>> START Material provided
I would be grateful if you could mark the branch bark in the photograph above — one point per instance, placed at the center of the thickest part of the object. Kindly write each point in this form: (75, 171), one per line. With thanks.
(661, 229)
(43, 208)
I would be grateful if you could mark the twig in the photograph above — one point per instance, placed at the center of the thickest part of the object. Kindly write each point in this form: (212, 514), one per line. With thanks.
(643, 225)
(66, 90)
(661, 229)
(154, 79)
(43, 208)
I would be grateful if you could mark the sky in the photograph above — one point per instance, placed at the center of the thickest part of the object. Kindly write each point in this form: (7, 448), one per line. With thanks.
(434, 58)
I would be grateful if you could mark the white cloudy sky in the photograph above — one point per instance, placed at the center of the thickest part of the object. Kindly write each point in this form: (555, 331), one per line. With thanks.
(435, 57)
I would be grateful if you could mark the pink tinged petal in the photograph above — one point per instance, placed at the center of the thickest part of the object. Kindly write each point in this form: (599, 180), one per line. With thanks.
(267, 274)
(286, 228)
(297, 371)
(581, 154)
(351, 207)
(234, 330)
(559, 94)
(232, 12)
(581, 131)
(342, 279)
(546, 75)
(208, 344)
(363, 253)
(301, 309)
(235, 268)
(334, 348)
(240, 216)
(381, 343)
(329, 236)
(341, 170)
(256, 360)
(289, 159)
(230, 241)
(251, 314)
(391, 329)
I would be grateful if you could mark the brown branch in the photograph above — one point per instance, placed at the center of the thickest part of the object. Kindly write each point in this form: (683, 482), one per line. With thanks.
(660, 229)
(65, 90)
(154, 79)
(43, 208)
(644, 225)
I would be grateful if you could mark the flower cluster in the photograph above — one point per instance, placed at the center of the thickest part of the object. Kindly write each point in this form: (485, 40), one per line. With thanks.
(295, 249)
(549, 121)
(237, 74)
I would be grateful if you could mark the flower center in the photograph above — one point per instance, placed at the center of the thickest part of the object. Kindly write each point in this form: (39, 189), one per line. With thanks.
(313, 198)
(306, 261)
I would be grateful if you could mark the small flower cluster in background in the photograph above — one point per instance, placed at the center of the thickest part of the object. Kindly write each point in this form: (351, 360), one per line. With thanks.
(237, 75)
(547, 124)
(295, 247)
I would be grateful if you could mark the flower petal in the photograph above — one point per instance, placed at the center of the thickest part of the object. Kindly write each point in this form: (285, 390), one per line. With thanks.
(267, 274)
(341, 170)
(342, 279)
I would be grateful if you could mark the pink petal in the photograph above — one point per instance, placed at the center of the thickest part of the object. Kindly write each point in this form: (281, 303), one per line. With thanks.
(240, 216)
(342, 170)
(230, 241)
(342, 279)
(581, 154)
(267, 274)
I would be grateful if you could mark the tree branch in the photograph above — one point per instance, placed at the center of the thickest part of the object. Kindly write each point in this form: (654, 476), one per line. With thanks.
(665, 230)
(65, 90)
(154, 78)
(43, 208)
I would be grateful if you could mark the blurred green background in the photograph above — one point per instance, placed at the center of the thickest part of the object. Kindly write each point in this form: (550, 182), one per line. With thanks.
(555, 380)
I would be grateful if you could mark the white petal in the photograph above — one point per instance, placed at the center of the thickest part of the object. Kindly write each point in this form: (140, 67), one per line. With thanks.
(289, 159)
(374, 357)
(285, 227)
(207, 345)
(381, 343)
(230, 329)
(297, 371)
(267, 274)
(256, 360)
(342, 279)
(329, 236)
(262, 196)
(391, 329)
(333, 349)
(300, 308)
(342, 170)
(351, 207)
>> END Material provided
## Exercise directions
Copy the data again from the line with "I would be grateful if you could mark the tree" up to and including its final line. Keep every line in that span, adding 25 to each x and y value in the answer coordinates and leaving all other text as it is.

## Written response
I would be grateful if you could mark the tree branch in the photograph above — one point per instance, placed at the center of the thickest part of the object. Kindly write each point in this form: (654, 476), one per line. With thanks.
(690, 255)
(90, 115)
(179, 103)
(68, 233)
I would be grateful if you could mark the blurred green background in the photograph above — one point per instance, placed at the center of the thickest part of the object. Kindly write each point in this form: (550, 182), one per line. With thanks.
(580, 405)
I would be grateful if you could mark the white petal in the photograph above — one point per instance, placed at the center of the thickest part of the object. Kindly write each point in this form: (140, 67), one per line. With thanks.
(314, 184)
(399, 382)
(310, 252)
(232, 370)
(406, 368)
(255, 354)
(322, 396)
(292, 299)
(281, 385)
(367, 304)
(354, 261)
(287, 221)
(416, 354)
(358, 374)
(325, 333)
(367, 195)
(376, 232)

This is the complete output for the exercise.